Stored items from a collection

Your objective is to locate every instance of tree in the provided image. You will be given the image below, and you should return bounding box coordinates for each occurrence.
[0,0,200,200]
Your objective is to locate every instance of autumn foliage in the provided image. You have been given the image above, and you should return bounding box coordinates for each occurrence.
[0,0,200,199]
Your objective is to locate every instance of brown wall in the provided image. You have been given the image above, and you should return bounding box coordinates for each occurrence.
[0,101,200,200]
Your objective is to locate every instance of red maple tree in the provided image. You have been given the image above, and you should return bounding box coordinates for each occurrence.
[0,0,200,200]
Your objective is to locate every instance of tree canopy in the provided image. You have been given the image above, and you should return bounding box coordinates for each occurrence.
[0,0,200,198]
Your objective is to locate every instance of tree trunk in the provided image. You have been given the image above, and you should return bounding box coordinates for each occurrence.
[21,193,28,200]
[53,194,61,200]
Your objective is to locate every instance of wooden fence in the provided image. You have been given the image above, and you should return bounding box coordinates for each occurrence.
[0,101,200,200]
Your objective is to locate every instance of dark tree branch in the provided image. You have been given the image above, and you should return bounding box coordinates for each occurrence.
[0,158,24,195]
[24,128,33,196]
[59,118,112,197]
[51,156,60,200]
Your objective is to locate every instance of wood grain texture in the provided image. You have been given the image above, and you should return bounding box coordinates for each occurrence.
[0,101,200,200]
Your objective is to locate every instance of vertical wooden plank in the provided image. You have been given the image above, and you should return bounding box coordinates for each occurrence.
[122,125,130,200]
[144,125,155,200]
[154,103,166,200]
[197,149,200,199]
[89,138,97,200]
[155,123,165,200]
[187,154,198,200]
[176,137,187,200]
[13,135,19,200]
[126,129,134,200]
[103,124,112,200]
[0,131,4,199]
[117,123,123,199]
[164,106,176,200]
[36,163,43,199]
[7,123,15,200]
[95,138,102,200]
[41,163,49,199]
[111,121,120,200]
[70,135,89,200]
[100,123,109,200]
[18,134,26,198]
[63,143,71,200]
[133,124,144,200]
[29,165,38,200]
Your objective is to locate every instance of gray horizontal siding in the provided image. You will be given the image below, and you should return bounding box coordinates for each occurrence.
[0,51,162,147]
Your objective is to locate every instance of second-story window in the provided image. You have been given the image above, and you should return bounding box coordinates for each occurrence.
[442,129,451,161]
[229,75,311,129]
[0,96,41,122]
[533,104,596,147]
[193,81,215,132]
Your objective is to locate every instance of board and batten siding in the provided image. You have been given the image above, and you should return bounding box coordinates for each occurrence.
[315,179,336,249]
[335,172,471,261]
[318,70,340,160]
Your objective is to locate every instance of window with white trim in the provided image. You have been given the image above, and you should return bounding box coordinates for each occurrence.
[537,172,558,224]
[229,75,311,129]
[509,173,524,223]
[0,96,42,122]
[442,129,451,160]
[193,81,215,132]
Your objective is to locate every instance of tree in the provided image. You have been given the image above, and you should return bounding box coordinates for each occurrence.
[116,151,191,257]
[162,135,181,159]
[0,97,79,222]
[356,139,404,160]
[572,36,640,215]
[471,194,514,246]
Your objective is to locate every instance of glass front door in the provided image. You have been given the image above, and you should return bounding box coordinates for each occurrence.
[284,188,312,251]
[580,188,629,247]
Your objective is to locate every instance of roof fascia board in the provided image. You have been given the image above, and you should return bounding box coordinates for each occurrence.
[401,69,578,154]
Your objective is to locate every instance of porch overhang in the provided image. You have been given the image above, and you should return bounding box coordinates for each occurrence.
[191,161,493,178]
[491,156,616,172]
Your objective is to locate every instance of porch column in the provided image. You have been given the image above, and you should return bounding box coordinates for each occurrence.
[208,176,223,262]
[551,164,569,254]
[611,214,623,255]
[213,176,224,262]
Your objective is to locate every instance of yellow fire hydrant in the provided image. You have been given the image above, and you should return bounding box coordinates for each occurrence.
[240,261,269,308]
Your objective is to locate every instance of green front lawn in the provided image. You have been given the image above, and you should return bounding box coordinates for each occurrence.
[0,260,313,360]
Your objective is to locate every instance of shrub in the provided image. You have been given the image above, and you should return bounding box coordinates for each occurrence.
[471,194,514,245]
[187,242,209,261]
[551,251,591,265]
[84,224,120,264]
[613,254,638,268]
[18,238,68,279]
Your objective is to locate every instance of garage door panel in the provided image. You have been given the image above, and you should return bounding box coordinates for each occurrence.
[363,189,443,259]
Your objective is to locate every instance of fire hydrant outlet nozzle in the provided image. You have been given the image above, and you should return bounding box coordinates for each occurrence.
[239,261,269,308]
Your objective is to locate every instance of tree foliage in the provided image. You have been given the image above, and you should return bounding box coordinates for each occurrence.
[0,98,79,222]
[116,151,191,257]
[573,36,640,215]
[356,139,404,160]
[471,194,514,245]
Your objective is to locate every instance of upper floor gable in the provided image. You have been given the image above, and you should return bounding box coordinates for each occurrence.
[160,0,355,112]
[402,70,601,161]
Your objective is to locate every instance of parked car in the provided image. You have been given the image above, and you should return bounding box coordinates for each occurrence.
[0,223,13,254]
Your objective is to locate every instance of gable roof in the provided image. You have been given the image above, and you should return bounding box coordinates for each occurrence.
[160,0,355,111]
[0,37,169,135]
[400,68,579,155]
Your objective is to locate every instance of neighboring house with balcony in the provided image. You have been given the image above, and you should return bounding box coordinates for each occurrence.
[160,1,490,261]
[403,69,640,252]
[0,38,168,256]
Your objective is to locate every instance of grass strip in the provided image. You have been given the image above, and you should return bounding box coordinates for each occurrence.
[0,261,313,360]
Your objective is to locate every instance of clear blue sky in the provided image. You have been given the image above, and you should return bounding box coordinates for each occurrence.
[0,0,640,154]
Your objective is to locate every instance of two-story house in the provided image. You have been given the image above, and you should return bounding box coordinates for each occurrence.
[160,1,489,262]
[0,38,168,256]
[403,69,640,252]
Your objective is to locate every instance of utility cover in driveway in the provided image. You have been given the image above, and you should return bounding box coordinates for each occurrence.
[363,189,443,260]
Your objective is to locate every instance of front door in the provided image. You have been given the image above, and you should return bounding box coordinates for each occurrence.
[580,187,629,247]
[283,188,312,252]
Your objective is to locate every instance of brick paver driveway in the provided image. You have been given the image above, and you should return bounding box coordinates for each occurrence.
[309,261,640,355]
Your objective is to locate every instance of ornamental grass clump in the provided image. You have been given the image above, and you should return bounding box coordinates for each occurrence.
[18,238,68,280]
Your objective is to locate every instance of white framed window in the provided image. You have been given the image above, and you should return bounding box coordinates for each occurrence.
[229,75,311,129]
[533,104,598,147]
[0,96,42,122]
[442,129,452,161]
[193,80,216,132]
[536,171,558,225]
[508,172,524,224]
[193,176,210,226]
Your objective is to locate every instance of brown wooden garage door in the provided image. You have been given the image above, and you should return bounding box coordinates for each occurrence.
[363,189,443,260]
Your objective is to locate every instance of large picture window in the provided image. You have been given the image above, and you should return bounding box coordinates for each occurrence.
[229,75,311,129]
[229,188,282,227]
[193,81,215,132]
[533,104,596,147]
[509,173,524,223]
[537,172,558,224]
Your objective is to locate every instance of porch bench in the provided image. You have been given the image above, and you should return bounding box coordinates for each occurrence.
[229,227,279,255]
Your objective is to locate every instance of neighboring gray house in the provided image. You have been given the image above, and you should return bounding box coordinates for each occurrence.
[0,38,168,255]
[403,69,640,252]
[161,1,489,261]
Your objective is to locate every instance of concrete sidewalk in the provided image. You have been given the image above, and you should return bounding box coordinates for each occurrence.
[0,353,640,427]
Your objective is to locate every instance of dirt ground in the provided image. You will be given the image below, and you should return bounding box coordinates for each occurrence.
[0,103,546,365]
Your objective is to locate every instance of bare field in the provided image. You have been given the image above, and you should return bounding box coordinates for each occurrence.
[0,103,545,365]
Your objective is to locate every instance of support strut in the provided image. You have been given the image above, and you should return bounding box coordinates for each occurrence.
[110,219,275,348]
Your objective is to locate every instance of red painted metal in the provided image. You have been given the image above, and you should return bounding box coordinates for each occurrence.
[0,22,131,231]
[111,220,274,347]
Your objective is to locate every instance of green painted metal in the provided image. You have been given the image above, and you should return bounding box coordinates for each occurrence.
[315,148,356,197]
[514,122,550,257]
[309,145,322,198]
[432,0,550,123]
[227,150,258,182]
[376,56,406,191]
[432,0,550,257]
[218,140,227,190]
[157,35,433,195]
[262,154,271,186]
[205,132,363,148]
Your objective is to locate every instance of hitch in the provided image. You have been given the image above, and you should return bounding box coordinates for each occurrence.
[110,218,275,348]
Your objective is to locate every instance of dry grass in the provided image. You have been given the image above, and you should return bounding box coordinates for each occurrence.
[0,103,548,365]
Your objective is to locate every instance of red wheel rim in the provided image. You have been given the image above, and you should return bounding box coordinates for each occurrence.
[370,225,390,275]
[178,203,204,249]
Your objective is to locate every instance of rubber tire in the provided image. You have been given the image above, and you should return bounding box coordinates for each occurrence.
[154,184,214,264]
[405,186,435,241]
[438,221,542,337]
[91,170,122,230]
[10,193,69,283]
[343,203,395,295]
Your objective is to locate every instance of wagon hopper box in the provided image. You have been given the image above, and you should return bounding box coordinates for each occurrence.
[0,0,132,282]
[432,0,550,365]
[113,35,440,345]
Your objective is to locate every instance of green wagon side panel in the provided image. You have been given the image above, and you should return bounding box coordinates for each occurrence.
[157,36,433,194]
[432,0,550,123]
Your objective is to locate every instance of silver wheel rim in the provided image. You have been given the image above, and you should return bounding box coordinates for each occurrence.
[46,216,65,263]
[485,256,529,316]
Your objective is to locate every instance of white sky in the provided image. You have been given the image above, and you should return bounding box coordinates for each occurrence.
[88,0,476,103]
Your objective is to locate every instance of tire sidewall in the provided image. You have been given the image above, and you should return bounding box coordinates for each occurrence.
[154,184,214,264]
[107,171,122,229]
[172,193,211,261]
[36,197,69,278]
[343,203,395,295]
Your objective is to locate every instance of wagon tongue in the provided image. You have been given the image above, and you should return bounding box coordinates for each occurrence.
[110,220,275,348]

YOUR INSTRUCTIONS >> Rewrite everything from the line containing "Your objective is to locate every instance of support" down to the line containing "[110,219,275,348]", entries included, and multiply each bounding box coordinate in the answers by 1.15, rounding to whole numbers with halves rounded up.

SOLUTION TO THIS TASK >>
Your objective is to locate every instance of support strut in the provided image. You have been given the image above, and you should return bounding box coordinates for each occurrence.
[127,252,316,400]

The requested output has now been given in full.